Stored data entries
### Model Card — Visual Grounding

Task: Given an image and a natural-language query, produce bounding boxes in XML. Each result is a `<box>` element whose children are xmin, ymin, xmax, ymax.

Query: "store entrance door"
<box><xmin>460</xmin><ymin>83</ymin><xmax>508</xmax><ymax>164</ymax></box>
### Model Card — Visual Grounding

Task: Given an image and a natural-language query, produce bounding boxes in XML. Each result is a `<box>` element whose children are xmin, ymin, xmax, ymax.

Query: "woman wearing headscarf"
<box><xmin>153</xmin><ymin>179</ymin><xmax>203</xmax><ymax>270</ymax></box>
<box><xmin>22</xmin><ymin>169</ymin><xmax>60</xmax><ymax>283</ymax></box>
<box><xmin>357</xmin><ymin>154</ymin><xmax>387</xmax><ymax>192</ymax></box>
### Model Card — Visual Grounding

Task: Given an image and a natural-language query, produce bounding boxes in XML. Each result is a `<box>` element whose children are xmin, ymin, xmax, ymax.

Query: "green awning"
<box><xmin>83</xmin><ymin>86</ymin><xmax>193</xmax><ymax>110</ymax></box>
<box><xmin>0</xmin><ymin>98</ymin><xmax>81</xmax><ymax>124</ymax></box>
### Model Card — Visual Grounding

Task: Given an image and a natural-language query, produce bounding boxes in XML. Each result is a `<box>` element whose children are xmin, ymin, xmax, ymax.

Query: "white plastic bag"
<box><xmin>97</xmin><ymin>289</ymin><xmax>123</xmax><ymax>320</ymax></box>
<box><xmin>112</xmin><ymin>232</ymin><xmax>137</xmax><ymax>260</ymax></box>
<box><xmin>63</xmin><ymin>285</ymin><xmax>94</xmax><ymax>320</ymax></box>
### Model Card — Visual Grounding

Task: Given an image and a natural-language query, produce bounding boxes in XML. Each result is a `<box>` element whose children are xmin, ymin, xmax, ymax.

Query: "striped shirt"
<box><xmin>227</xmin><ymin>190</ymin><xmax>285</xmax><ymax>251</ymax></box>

→ Requirement
Your job is to write out the data exactly as it stands.

→ Result for this task
### Model Card — Visual Grounding

Task: Given an image and a natural-language query, produce bounding boxes in XML. Each result is a `<box>` element whose children are xmin, ymin, xmax, ymax.

Query: "store entrance door"
<box><xmin>460</xmin><ymin>83</ymin><xmax>508</xmax><ymax>164</ymax></box>
### Model Card — Visual Grounding

Task: Given an image and a natural-language query, produce bounding boxes in XML. Each result is a `<box>` element whose children are xmin, ymin, xmax, ymax.

Query: "woman wearing headscarf"
<box><xmin>153</xmin><ymin>179</ymin><xmax>203</xmax><ymax>270</ymax></box>
<box><xmin>22</xmin><ymin>169</ymin><xmax>60</xmax><ymax>283</ymax></box>
<box><xmin>357</xmin><ymin>154</ymin><xmax>387</xmax><ymax>192</ymax></box>
### Model Card — Visual Grounding

Task: Given an image and a natural-language query, produce bounding boxes in XML. Each result is a `<box>` element whose children are xmin, ymin, xmax, ymax.

Query: "green awning"
<box><xmin>83</xmin><ymin>86</ymin><xmax>193</xmax><ymax>110</ymax></box>
<box><xmin>0</xmin><ymin>98</ymin><xmax>81</xmax><ymax>124</ymax></box>
### Model Card — Visual Grounding

Task: Given an image and a natural-language query, produce bounding boxes in XML. Each result is a `<box>` element whose children are xmin, ymin, xmax, ymax.

Query: "white plastic bag"
<box><xmin>97</xmin><ymin>289</ymin><xmax>123</xmax><ymax>320</ymax></box>
<box><xmin>112</xmin><ymin>232</ymin><xmax>137</xmax><ymax>260</ymax></box>
<box><xmin>63</xmin><ymin>285</ymin><xmax>94</xmax><ymax>320</ymax></box>
### Model Card — Visual Grounding

Task: Given an image and a natural-language query, produce bounding boxes in XML. Each result is a `<box>` element whose children are xmin, ymin, xmax, ymax.

Query: "striped shirt"
<box><xmin>227</xmin><ymin>190</ymin><xmax>285</xmax><ymax>251</ymax></box>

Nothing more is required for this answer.